EXERCISE REQUIREMENTS:
1. Summarize the biography of Elizabeth Akua Nyarko Patterson in two sentences.
2. According to the Patterson biography, which school awarded her Masters in Public Administration?
3. Continue the biography of Elizabeth Akua Nyarko Patterson from where it stops.

DOCUMENT TEXT:
_ _ _

Ghanaian social entrepreneur

Elizabeth Akua Nyarko Patterson (born 1985) is a Ghanaian social entrepreneur and the founder and executive director of the non-profit organization Girls Education Initiative of Ghana (GEIG).

== Early life and education==
Patterson was born in 1985 in Kumasi in the Ashanti Region, Ghana. Her family moved to America in 1995 and she attended school there. When she was in her final year in high school, she was involved in a motor vehicle accident in which she suffered a traumatic brain injury which affected her cognitive and intellectual abilities, and also left her with a physical disability. She completed high school while recovering in hospital. She holds a BA in Political Science and Business Management from Caldwell College, and a Masters in Public Administration from the New York University Wagner School of Public Service.

== Career ==
Patterson worked as a communications and marketing associate at Junior Achievement in New York. After returning to Ghana in 2006, she was a volunteer teacher at the World Links Academy in Kumasi, and then director of communication and marketing for the Council of Young African Leaders. She experienced more difficulty accessing public facilities in Africa than she had in America. She also observed that a student at Kumasi who had learning difficulties was believed to be affected by evil spirits.

_ _ _

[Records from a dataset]
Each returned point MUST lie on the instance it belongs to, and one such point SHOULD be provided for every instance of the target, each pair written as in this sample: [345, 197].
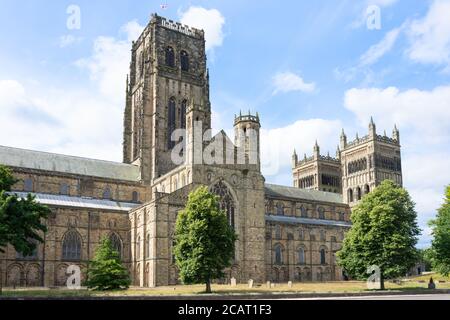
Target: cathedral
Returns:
[284, 233]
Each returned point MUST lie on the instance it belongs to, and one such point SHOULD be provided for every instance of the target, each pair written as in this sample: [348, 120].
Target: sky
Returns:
[309, 68]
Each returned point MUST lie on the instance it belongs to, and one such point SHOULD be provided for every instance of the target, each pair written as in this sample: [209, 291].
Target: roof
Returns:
[68, 164]
[277, 191]
[79, 202]
[295, 220]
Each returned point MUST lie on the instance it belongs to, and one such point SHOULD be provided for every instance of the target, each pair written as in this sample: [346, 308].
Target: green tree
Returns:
[106, 271]
[384, 233]
[425, 256]
[440, 246]
[21, 219]
[204, 240]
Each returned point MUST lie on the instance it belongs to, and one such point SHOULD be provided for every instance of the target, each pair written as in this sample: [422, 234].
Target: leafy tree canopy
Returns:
[106, 271]
[204, 239]
[440, 247]
[21, 220]
[384, 233]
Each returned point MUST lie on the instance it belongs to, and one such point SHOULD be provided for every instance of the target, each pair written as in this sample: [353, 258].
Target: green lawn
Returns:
[327, 287]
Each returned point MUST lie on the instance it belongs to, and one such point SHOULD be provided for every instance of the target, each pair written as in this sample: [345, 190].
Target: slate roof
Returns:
[39, 160]
[276, 191]
[295, 220]
[79, 202]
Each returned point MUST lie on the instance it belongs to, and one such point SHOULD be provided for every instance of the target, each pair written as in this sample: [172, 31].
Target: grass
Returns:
[312, 287]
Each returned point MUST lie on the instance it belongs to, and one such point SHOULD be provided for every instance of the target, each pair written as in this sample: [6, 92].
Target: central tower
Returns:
[168, 76]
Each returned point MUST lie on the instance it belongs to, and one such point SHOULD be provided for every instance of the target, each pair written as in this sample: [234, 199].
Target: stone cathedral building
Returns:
[285, 233]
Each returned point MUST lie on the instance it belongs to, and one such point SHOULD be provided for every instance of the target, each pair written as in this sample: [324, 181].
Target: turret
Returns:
[294, 159]
[316, 151]
[246, 136]
[343, 140]
[338, 153]
[396, 134]
[372, 129]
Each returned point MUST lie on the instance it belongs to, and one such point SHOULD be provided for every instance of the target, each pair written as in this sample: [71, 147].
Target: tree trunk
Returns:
[208, 286]
[1, 281]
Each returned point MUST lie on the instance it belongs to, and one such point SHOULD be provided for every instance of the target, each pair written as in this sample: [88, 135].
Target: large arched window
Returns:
[225, 201]
[280, 210]
[170, 57]
[350, 195]
[116, 243]
[301, 256]
[64, 189]
[28, 185]
[135, 196]
[321, 212]
[183, 114]
[71, 246]
[303, 212]
[323, 236]
[301, 234]
[148, 247]
[138, 248]
[278, 232]
[278, 254]
[107, 193]
[171, 122]
[323, 256]
[184, 59]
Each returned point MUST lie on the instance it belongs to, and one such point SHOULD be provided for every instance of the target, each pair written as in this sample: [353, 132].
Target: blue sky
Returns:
[308, 67]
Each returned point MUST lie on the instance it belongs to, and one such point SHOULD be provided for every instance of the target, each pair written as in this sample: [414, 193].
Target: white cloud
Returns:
[288, 81]
[430, 36]
[378, 50]
[109, 63]
[278, 144]
[423, 117]
[62, 121]
[82, 122]
[381, 3]
[133, 30]
[69, 40]
[361, 8]
[211, 21]
[426, 113]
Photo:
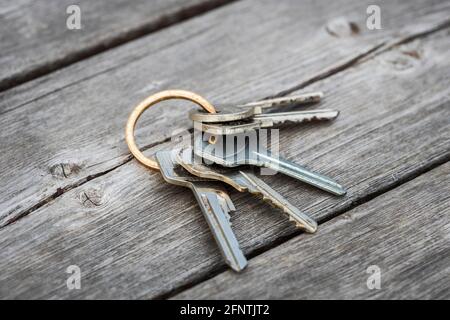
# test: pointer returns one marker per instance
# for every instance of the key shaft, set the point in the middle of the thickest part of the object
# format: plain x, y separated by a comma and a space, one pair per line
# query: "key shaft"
214, 204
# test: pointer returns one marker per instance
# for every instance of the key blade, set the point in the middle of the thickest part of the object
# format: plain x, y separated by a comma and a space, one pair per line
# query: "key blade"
300, 173
243, 181
298, 116
259, 187
218, 220
286, 101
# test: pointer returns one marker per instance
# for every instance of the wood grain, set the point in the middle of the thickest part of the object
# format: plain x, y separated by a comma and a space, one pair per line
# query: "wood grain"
134, 236
404, 232
35, 40
62, 130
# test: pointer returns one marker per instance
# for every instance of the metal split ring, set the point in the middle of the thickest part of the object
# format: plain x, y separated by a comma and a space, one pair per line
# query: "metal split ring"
147, 103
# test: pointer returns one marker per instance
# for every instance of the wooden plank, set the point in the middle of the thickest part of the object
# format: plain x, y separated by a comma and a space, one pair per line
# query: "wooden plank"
404, 233
35, 39
135, 236
61, 130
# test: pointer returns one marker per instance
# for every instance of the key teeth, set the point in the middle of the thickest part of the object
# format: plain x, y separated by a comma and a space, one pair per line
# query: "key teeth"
284, 210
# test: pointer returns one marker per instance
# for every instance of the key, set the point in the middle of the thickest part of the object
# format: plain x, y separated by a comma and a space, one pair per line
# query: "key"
248, 153
248, 110
244, 180
267, 120
213, 202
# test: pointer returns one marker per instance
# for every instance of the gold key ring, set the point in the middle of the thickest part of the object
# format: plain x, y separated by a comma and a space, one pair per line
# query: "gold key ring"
147, 103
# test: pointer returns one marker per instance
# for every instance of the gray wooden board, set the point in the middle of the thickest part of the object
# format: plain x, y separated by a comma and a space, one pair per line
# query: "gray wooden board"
34, 38
63, 129
134, 236
404, 234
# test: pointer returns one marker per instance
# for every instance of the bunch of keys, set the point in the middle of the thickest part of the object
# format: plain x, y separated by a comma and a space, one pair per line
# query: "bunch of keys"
207, 164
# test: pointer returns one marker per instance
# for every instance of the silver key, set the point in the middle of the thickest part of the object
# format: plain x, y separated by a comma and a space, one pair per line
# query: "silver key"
254, 154
244, 180
213, 202
266, 120
248, 110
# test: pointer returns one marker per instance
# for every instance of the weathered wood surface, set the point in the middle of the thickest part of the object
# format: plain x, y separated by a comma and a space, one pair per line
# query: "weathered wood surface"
63, 129
404, 232
34, 38
138, 237
135, 236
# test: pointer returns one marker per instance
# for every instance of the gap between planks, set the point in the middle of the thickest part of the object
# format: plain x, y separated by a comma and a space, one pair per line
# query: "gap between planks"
181, 15
362, 58
281, 240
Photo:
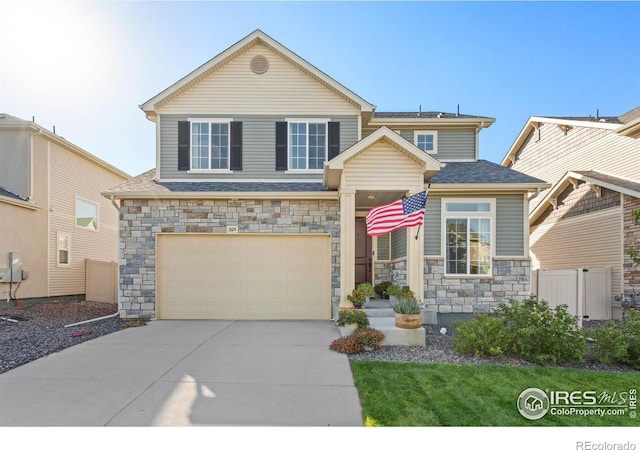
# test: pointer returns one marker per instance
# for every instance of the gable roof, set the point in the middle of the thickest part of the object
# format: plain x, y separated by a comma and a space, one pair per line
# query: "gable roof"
333, 168
483, 174
437, 118
535, 121
626, 124
257, 37
595, 178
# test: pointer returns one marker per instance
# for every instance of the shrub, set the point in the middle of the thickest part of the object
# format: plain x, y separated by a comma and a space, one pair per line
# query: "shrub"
483, 335
349, 316
366, 289
609, 344
401, 292
381, 288
357, 298
347, 345
619, 342
406, 306
530, 329
369, 337
544, 335
355, 343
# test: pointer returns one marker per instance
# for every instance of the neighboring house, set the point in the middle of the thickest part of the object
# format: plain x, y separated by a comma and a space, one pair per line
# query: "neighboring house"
586, 219
266, 168
51, 210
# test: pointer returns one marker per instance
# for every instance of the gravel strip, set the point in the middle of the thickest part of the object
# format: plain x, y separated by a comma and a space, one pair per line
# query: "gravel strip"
439, 349
40, 329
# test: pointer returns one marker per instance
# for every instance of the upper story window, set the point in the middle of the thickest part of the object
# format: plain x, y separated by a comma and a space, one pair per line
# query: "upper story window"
210, 145
468, 239
307, 145
426, 141
86, 214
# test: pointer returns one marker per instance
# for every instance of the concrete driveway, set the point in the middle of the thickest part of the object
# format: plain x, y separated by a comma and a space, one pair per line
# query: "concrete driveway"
189, 373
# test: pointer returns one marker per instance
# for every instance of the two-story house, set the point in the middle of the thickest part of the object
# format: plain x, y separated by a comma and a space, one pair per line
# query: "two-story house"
266, 168
590, 216
52, 213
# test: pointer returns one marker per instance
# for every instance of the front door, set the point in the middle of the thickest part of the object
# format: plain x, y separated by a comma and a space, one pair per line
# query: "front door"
363, 252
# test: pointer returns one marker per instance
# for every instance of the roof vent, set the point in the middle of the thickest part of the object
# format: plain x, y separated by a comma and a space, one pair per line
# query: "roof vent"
259, 64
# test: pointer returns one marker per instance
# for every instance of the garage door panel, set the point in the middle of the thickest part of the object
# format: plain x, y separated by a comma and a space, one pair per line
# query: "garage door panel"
265, 277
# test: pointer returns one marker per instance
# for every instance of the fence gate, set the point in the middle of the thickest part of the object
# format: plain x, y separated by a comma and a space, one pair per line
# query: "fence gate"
101, 281
587, 292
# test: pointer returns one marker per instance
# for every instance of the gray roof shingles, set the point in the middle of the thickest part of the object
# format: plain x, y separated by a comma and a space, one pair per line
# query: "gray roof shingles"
480, 172
425, 115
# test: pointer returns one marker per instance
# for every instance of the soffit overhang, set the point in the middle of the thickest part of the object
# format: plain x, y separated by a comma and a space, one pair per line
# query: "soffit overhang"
151, 106
333, 169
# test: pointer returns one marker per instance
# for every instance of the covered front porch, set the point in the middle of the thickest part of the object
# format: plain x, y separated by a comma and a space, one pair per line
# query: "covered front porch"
378, 170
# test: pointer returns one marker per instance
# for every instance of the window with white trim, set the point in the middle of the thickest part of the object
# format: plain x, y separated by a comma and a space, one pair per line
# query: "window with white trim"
426, 141
307, 145
209, 145
468, 236
63, 249
86, 214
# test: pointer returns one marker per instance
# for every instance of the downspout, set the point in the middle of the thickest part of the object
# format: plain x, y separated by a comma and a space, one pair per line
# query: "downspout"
30, 165
113, 202
538, 190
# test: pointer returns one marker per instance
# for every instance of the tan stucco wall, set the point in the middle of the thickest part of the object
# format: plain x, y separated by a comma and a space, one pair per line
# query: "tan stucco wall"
25, 231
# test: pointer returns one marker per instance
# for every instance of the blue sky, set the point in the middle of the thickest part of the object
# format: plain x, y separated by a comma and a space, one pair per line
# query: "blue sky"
85, 66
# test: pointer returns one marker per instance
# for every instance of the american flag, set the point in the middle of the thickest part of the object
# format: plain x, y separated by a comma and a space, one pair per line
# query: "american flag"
404, 213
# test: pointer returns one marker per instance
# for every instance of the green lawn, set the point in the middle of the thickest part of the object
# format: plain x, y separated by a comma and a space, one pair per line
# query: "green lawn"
417, 394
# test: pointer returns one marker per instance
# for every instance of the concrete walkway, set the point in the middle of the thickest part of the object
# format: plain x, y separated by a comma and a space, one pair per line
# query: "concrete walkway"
189, 373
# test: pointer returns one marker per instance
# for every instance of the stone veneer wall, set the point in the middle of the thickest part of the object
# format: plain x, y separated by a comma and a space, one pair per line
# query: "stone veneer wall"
631, 242
392, 271
511, 279
141, 220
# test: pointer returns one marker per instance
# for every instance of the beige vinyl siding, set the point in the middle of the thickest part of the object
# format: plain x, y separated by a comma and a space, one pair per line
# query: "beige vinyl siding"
610, 154
433, 226
453, 145
510, 226
553, 144
382, 167
258, 145
399, 243
591, 240
283, 89
72, 176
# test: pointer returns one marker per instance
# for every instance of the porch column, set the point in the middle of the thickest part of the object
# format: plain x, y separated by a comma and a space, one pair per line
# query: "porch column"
347, 244
415, 259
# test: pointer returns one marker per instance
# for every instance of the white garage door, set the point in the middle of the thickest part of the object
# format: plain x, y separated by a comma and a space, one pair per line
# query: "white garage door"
262, 277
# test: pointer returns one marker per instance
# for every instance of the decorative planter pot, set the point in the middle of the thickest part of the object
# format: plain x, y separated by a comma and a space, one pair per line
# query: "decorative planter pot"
408, 321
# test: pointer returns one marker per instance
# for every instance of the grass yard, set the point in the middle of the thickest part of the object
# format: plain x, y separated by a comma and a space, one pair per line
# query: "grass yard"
418, 394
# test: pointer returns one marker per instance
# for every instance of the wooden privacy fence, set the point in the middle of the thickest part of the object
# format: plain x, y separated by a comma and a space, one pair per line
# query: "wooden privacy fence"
587, 292
101, 281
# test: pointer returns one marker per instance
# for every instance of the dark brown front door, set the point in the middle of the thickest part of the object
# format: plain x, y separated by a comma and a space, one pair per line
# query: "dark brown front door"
363, 252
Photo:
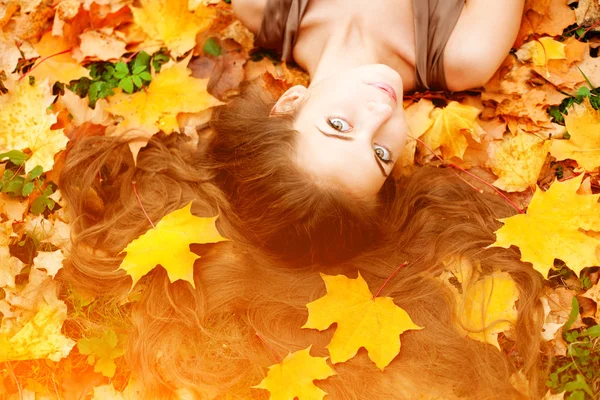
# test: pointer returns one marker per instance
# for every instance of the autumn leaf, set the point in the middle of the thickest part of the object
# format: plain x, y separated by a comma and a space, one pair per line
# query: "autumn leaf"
552, 228
169, 245
485, 304
102, 351
295, 376
450, 125
171, 92
172, 24
39, 338
583, 125
517, 161
26, 124
55, 63
362, 321
51, 261
540, 51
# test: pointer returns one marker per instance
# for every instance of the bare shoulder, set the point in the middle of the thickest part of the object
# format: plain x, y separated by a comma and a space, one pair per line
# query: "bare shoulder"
480, 41
250, 12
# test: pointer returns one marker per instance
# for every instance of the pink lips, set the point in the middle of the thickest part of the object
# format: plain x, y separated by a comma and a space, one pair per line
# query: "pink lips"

_ _ _

RESPONSES:
1. Elizabeth Akua Nyarko Patterson, born in Kumasi, Ghana, in 1985, is a Ghanaian social entrepreneur who founded and directs the non-profit Girls Education Initiative of Ghana. After her family moved to America in 1995, she suffered a traumatic brain injury in a motor vehicle accident during her final year of high school, later earned degrees from Caldwell College and New York University, and returned to Ghana in 2006 to work as a volunteer teacher and in communication and marketing roles.

2. The New York University Wagner School of Public Service.

3.
These experiences inspired her to found the Girls Education Initiative of Ghana (GEIG) in 2013, to provide support for disadvantaged girls, particularly those with special needs, to attend school. GEIG supports girls in the Ashanti and Greater Accra regions, and has assisted over thirty girls to attend and complete school from the basic level through to the tertiary level. Patterson was named Vlisco Ambassador in 2015, because "despite all that had happened in her life, she has proven that disability is not inability. She has strong values and a big dream of ensuring all girls and women have equal footing in Ghana". She has been a TedxAccra speaker.